> Teks Kutipan
————
Jakarta, MK Online - Sekretaris Jenderal Mahkamah Konstitusi (MK) Janedjri M. Gaffar menutup secara resmi acara “Pendidikan dan Pelatihan Hukum Acara MK bagi Pengajar Hukum Acara MK” Angkatan II yang diselenggarakan oleh MK bekerjasama dengan Asosiasi Pengajar Hukum Acara MK (APHAMK), di Hotel Sahid, Jakarta, Jumat (30/9). Acara penutupan tersebut dihadiri oleh Ketua DPP APHAMK Widodo Eka Cahyana, dan sekitar seratus dosen dari berbagai Universitas di Indonesia.
Dalam sambutannya, Janedjri berharap kepada para peserta agar materi yang diterima dari para narasumber selama Diklat bisa bermanfaat dan bisa ditularkan kepada para dosen lainnya serta kepada para mahasiswa yang dibimbingnya.
————
> Tantangan a
Kembalikan setiap baris entri yang memuat kata "roof", dengan memperhatikan huruf besar dan kecil.
————
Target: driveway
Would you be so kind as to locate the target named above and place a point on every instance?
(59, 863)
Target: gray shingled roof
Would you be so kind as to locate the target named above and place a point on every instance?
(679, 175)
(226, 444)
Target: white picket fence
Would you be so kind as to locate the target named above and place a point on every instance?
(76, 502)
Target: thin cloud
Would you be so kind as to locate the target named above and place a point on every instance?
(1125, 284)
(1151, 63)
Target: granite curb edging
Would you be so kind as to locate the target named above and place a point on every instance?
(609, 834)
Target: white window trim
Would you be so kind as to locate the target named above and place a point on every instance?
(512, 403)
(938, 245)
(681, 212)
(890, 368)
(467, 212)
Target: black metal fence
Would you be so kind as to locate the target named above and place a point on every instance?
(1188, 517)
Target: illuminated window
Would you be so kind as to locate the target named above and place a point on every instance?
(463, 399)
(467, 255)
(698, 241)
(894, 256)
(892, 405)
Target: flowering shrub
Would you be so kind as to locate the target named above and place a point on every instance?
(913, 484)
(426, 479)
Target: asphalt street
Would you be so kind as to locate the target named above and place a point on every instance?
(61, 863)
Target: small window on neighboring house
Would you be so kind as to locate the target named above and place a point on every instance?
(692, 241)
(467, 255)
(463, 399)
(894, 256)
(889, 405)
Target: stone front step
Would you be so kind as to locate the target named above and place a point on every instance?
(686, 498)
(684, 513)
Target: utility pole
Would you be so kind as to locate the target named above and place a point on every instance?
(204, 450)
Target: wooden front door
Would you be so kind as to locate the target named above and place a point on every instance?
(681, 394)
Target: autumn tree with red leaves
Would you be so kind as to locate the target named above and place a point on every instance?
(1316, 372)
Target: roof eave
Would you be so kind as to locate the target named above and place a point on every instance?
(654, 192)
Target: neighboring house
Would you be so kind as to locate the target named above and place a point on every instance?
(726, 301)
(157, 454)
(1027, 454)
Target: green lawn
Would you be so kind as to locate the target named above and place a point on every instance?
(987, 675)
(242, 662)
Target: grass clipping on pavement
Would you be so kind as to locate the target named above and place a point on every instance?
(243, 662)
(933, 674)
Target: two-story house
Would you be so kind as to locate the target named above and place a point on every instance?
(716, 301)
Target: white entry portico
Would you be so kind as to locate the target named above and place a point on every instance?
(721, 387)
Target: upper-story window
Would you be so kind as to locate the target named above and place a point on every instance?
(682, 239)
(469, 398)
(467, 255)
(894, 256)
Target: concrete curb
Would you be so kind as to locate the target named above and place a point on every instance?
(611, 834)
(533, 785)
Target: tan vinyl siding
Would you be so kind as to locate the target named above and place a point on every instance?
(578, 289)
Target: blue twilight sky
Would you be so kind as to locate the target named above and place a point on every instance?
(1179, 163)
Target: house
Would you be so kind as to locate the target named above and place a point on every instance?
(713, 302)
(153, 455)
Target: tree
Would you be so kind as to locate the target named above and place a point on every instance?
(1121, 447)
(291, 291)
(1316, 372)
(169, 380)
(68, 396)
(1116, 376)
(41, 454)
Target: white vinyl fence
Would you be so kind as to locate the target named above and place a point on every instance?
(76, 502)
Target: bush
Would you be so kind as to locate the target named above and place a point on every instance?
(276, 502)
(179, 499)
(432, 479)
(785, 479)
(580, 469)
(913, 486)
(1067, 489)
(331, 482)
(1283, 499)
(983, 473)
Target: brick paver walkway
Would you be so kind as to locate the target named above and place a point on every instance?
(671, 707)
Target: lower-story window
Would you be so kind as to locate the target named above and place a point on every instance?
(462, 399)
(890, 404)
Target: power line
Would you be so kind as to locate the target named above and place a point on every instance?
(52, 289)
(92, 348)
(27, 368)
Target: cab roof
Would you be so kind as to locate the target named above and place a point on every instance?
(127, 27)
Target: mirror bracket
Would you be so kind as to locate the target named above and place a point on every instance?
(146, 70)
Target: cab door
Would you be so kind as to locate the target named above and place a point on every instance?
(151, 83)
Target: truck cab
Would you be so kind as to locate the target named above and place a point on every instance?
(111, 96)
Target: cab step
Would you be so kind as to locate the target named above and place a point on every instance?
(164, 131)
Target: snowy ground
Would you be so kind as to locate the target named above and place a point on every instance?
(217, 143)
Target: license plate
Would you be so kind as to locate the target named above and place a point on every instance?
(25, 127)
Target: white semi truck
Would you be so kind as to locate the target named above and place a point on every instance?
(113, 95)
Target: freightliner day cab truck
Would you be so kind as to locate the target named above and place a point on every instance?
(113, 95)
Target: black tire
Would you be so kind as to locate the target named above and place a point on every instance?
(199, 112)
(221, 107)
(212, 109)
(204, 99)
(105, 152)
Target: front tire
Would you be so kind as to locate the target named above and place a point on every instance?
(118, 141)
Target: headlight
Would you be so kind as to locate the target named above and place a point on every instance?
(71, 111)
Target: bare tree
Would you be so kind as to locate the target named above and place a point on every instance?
————
> Tantangan b
Ubah bagian teks kutipan yang dimulai dengan "Dalam sambutannya, Janedjri" dan berlanjut hingga "mahasiswa yang dibimbingnya." dengan mengganti "mahasiswa" menjadi "pelajar".

> Jawaban Lengkap a
Target: gray shingled roof
Target: roof eave
Target: cab roof

> Jawaban Lengkap b
Dalam sambutannya, Janedjri berharap kepada para peserta agar materi yang diterima dari para narasumber selama Diklat bisa bermanfaat dan bisa ditularkan kepada para dosen lainnya serta kepada para pelajar yang dibimbingnya.